(DATA IN THIS EXERCISE)
☆ ☆ ☆ ☆ ☆

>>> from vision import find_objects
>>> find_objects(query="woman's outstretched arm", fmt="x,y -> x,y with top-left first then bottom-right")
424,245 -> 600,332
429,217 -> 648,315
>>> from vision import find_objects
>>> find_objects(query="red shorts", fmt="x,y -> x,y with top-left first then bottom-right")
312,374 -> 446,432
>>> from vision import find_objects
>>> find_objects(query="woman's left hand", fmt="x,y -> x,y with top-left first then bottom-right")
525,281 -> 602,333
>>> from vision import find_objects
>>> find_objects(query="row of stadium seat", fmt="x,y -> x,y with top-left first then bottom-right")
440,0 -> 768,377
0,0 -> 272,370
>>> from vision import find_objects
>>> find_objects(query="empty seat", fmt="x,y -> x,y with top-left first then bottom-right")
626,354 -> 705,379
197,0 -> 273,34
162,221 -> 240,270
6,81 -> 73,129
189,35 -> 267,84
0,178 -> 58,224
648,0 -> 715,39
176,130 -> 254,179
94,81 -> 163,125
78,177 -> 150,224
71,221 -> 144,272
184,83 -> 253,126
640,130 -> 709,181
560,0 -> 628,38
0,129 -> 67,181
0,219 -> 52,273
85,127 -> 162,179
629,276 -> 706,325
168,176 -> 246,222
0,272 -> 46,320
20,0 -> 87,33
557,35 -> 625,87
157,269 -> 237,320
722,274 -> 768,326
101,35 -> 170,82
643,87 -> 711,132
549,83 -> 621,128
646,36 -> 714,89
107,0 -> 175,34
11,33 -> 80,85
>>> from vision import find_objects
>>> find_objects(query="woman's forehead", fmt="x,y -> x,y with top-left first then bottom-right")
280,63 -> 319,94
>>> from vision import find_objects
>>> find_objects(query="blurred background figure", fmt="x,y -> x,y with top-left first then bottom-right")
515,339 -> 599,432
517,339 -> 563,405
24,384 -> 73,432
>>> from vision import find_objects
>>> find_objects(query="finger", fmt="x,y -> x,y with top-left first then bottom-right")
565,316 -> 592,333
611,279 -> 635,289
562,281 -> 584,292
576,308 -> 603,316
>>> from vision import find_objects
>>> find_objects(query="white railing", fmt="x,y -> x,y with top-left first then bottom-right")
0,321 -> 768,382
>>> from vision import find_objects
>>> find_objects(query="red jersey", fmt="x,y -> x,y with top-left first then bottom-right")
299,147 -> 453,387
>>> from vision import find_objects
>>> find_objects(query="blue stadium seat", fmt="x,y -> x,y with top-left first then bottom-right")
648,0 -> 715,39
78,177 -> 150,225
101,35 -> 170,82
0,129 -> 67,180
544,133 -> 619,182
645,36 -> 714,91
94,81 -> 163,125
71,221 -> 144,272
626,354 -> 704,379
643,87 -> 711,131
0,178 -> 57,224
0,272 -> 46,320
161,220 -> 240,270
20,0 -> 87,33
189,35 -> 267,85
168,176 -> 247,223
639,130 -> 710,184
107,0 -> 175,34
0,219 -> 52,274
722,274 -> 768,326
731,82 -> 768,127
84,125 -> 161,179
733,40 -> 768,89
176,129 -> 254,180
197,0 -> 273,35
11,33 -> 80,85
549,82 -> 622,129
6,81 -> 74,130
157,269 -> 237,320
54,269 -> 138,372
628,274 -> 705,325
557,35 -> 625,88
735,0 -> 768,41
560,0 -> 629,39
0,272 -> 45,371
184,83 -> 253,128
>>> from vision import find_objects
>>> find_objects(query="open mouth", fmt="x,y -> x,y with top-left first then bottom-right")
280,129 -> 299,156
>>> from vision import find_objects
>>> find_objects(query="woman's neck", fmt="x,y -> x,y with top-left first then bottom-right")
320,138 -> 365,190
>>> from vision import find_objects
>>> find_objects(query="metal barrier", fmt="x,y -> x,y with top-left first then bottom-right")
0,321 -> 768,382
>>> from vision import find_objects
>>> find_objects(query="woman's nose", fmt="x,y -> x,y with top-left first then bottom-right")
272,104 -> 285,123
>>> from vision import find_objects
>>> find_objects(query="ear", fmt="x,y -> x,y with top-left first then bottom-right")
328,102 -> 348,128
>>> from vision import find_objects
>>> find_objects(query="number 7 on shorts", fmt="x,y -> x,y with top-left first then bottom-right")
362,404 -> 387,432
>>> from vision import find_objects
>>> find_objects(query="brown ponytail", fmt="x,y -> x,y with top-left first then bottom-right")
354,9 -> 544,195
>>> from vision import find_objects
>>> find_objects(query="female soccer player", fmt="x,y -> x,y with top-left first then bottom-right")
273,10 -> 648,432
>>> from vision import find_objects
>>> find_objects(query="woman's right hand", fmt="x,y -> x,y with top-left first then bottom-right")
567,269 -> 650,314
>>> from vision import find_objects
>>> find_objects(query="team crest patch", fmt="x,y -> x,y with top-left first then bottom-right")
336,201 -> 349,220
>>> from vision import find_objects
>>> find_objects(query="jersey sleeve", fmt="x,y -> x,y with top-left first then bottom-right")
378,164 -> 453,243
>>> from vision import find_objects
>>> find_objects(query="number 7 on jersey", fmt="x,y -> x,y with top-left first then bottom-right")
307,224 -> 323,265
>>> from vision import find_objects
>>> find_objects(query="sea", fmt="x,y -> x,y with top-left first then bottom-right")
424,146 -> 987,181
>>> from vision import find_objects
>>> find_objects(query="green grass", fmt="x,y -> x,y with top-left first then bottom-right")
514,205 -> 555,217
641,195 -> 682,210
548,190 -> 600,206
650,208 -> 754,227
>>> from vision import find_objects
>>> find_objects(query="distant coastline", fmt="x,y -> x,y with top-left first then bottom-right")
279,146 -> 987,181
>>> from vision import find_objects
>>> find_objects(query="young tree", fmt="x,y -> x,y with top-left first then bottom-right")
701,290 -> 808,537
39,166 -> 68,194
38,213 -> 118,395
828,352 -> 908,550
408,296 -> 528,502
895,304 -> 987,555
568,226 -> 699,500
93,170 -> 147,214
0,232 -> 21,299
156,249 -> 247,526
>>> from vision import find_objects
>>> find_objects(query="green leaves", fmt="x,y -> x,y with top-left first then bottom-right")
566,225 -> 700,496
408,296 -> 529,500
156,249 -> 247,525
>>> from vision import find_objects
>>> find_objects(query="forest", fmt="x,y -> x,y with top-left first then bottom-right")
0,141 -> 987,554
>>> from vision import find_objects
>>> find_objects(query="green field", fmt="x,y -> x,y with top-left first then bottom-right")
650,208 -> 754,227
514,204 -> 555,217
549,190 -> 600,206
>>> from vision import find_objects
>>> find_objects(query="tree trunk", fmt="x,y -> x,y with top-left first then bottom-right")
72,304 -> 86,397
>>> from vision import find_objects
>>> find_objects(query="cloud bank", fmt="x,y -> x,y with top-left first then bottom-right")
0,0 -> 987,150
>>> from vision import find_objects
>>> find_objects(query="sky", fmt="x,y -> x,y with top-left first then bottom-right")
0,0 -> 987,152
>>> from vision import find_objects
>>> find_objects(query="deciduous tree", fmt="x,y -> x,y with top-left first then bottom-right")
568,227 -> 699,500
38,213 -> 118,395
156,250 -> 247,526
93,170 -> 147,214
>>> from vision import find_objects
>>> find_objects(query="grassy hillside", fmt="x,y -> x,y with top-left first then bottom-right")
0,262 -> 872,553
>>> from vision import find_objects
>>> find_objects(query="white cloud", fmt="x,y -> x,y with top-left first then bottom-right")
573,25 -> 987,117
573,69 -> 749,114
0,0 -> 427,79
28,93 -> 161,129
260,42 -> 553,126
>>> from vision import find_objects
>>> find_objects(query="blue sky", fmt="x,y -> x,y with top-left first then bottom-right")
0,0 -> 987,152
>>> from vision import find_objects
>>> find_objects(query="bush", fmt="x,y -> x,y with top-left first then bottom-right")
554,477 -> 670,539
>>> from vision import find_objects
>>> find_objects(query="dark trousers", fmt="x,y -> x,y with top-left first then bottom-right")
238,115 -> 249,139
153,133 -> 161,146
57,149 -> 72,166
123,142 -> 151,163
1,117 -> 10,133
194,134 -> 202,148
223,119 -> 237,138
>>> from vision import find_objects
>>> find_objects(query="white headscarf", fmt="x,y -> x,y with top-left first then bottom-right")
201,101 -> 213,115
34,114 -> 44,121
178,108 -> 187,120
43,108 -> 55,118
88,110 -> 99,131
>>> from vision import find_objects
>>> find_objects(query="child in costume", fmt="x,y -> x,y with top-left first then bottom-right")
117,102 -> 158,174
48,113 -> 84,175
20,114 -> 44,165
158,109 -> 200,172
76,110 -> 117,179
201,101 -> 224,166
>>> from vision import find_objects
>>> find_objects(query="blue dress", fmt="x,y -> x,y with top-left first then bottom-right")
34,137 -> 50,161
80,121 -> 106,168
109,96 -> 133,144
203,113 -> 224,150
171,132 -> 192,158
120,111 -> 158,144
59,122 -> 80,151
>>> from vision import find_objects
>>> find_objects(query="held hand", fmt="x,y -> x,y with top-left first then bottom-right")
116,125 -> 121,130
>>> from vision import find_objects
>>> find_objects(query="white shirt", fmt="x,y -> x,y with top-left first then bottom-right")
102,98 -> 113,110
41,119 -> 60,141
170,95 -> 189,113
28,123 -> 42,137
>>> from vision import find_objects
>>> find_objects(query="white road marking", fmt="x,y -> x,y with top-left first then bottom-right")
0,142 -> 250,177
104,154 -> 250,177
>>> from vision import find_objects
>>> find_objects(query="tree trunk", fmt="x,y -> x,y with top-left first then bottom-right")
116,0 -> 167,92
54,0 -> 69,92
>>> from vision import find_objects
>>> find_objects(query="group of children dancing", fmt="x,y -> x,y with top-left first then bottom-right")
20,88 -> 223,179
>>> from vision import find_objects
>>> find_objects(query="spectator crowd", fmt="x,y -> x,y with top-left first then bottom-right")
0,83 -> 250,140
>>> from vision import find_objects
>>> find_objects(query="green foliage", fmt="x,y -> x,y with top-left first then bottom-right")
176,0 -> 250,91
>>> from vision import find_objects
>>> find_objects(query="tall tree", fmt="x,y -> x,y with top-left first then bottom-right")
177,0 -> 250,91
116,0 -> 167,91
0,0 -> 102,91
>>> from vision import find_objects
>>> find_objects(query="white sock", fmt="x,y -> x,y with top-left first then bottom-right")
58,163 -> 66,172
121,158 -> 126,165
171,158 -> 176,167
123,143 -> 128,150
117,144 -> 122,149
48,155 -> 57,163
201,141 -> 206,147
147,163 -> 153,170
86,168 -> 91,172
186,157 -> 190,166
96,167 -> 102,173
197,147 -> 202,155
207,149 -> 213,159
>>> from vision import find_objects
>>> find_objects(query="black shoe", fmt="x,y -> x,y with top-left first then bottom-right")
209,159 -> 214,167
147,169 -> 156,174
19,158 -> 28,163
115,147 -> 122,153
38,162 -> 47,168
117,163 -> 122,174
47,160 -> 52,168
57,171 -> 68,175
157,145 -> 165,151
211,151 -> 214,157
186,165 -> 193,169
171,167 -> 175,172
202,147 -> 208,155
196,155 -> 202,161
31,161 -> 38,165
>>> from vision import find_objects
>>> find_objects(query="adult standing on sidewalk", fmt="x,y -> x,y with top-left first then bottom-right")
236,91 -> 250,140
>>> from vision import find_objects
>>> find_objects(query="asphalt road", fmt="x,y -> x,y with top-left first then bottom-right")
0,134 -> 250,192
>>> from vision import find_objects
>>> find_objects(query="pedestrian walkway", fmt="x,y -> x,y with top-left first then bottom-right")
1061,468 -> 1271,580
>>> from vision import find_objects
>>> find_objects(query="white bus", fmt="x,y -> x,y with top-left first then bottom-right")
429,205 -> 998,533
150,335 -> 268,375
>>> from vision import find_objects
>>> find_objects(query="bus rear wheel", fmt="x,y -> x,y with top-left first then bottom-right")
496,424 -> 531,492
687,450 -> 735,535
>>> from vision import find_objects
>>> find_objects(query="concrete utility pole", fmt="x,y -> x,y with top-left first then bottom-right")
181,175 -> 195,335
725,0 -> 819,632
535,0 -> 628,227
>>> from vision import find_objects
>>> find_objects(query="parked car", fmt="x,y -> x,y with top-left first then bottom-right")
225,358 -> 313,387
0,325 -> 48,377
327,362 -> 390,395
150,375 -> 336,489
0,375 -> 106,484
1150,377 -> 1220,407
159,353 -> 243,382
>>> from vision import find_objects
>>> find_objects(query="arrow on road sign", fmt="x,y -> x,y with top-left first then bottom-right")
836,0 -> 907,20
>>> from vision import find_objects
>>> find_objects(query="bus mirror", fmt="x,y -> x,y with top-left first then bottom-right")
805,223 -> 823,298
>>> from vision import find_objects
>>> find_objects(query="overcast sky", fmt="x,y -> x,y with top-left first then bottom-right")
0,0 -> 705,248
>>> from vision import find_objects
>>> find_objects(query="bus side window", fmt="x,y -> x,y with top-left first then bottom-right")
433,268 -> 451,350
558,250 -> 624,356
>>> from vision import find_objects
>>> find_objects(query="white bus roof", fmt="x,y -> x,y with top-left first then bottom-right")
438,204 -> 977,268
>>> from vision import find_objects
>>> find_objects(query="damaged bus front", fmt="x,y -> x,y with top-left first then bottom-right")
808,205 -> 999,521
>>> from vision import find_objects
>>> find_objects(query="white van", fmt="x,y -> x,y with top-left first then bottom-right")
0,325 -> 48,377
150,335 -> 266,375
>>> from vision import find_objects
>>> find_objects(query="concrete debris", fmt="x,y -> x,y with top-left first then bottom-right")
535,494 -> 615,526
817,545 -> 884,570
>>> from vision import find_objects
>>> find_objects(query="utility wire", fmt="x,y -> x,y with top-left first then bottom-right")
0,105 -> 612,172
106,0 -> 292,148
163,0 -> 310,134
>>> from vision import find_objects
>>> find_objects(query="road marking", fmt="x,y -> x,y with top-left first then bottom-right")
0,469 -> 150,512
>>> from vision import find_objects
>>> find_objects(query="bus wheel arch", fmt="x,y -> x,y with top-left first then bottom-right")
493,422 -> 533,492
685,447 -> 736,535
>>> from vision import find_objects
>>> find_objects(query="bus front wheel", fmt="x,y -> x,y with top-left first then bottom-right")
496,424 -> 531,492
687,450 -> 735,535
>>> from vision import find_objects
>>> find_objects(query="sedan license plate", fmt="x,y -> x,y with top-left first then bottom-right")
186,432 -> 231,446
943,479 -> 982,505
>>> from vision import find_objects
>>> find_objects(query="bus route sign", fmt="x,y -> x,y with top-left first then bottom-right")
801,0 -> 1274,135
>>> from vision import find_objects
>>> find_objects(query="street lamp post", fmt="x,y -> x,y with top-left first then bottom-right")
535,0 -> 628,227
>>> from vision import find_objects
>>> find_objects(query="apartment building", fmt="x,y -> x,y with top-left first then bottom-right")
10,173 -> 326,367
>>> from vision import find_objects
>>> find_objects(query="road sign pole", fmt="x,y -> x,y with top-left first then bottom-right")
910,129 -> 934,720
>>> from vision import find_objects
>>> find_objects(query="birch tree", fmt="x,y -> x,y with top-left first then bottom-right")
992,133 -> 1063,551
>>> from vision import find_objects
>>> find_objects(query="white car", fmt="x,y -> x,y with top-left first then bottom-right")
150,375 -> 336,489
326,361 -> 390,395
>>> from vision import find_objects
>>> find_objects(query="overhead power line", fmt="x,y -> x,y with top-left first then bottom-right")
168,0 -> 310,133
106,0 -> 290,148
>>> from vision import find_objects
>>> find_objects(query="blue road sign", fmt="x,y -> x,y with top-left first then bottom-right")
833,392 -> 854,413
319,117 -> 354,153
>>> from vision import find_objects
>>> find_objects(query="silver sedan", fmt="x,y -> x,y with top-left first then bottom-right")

☆ ☆ ☆ ☆ ☆

(WHAT YOU SHOULD DO) Which lines in the items above contain the word "blue"? List each of them in full.

(SOLUTION TO THE EXERCISE)
>>> find_objects(query="blue stadium seat", fmt="x,y -> x,y with top-left first then bottom-right")
>>> find_objects(query="blue sky", fmt="x,y -> x,y with top-left first then bottom-right")
>>> find_objects(query="blue dress", fmt="x,y -> x,y with top-left first then bottom-right")
>>> find_objects(query="blue road sign", fmt="x,y -> x,y with top-left first then bottom-right")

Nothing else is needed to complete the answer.